WHAT YOU WILL DO: Copy out every row below word for word, but leave out the pictures.
## start
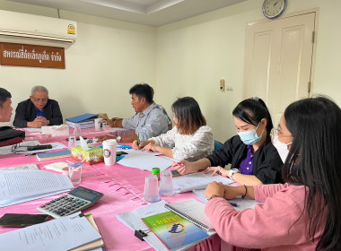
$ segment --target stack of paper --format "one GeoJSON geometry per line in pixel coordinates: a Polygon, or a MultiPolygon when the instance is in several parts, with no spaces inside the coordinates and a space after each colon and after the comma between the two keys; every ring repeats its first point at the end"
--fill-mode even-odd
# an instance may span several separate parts
{"type": "Polygon", "coordinates": [[[37,158],[39,161],[66,158],[66,157],[71,157],[71,156],[72,154],[71,154],[70,150],[49,151],[49,152],[43,152],[43,153],[37,154],[37,158]]]}
{"type": "Polygon", "coordinates": [[[2,250],[78,251],[103,247],[103,241],[98,229],[78,212],[1,234],[0,247],[2,250]]]}
{"type": "Polygon", "coordinates": [[[0,184],[0,207],[50,196],[74,188],[67,176],[42,170],[1,171],[0,184]]]}
{"type": "Polygon", "coordinates": [[[66,121],[67,126],[69,126],[71,128],[74,128],[75,125],[81,125],[81,129],[86,129],[86,128],[93,128],[95,127],[95,123],[93,119],[84,121],[84,122],[80,122],[80,123],[73,123],[70,121],[66,121]]]}
{"type": "Polygon", "coordinates": [[[74,128],[76,124],[81,125],[82,129],[95,127],[94,118],[98,117],[97,114],[85,113],[80,116],[66,118],[66,124],[74,128]]]}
## end
WRITTEN RESPONSE:
$ segment --target stack of paper --format "one GeoJSON geometry per line in pixel coordinates: a Polygon, or a MultiPolygon when the instance is in several parts, with no spaces inside the coordinates and a space after each colon and after the comma between the two keys; every ring repeats its first point at the end"
--fill-mode even-odd
# an instance may span several separate parts
{"type": "Polygon", "coordinates": [[[37,158],[39,161],[66,158],[66,157],[71,157],[71,156],[72,154],[71,154],[70,150],[49,151],[49,152],[43,152],[43,153],[37,154],[37,158]]]}
{"type": "Polygon", "coordinates": [[[2,250],[78,251],[103,247],[103,241],[98,229],[78,212],[1,234],[0,247],[2,250]]]}
{"type": "Polygon", "coordinates": [[[0,184],[0,207],[50,196],[74,188],[67,176],[42,170],[1,171],[0,184]]]}
{"type": "Polygon", "coordinates": [[[66,121],[67,126],[69,126],[71,128],[74,128],[75,125],[81,125],[81,129],[86,129],[86,128],[93,128],[95,127],[95,123],[93,119],[84,121],[84,122],[80,122],[80,123],[73,123],[70,121],[66,121]]]}
{"type": "Polygon", "coordinates": [[[74,128],[76,124],[81,125],[82,129],[95,127],[94,118],[98,117],[97,114],[85,113],[80,116],[66,118],[66,124],[74,128]]]}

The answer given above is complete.